▶ Stated exercise
How many lines in the items below contain the string "metrobus"? Reply with the number alone.

#####

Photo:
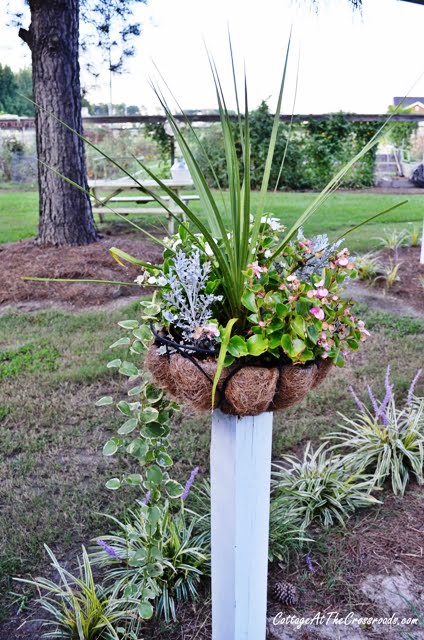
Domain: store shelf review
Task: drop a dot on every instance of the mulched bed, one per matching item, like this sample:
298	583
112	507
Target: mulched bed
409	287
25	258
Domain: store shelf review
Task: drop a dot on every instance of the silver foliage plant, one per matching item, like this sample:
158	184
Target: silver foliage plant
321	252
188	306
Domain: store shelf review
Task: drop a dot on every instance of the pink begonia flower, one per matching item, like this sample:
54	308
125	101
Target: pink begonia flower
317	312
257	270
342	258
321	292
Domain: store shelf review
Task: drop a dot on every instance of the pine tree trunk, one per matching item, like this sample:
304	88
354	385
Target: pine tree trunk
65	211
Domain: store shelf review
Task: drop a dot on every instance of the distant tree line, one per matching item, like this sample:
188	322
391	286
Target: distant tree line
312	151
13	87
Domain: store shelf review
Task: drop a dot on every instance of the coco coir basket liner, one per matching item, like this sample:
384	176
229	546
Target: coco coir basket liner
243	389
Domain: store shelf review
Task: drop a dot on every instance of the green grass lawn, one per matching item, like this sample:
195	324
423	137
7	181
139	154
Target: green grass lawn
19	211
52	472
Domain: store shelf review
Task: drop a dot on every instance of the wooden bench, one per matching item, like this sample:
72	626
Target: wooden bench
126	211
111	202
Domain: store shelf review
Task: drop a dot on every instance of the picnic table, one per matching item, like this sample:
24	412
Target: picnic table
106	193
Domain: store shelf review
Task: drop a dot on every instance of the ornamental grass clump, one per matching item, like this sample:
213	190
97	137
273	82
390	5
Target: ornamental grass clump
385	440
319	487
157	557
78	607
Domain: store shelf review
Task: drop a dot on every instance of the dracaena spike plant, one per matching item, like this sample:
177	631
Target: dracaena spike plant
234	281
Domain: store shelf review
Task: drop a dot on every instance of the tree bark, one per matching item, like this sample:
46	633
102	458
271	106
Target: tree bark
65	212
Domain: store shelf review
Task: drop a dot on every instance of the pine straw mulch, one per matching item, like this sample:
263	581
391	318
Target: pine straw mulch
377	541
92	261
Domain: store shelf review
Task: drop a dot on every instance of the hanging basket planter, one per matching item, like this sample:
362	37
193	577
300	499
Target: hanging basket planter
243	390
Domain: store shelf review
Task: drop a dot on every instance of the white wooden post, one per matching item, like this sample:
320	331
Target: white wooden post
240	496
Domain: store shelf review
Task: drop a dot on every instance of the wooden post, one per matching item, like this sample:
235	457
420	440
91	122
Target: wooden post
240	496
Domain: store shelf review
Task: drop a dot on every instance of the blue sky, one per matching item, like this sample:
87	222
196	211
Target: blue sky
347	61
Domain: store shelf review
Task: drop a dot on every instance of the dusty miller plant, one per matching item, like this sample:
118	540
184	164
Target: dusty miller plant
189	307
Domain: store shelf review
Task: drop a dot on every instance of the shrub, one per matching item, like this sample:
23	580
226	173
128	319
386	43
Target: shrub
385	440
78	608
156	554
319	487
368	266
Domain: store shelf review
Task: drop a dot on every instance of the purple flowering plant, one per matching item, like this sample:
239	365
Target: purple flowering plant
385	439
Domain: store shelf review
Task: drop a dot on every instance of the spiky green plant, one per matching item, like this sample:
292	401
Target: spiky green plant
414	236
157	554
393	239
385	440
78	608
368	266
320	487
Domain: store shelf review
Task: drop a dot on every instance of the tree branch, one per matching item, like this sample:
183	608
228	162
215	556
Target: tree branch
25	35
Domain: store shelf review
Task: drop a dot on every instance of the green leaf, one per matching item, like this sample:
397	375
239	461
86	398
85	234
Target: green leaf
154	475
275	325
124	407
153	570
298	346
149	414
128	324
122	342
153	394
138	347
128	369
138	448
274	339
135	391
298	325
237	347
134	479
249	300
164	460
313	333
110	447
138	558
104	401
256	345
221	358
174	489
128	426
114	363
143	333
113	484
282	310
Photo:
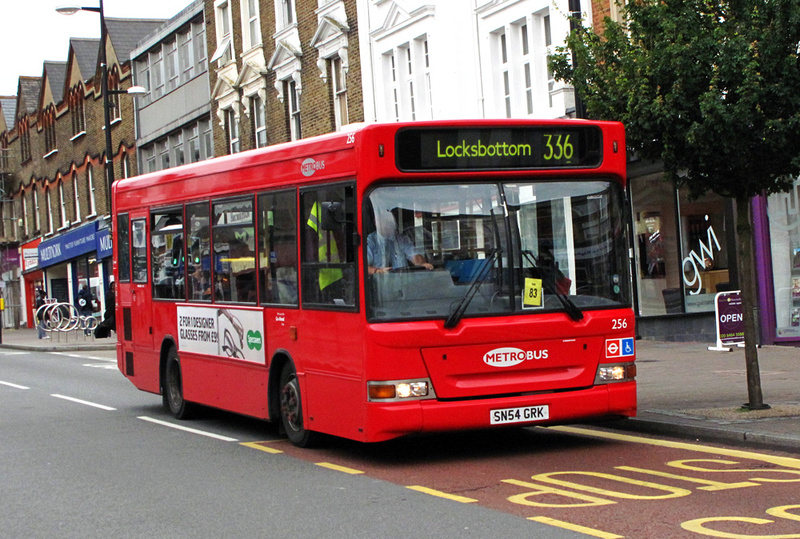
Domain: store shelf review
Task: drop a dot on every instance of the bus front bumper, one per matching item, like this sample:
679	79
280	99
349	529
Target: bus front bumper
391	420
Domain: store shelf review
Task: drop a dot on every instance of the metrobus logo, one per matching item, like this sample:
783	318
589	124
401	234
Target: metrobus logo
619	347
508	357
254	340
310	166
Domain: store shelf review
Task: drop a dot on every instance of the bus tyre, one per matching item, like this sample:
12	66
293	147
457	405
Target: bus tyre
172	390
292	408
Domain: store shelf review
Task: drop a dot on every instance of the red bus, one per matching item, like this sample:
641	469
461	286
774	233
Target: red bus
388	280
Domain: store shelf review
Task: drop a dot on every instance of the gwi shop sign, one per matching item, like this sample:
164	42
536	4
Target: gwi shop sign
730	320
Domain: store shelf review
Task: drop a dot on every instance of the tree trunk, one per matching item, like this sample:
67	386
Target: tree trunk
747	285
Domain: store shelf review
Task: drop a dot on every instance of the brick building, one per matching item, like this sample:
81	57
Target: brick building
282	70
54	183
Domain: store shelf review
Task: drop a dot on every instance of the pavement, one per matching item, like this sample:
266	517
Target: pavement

#####

▶ Exercise response
2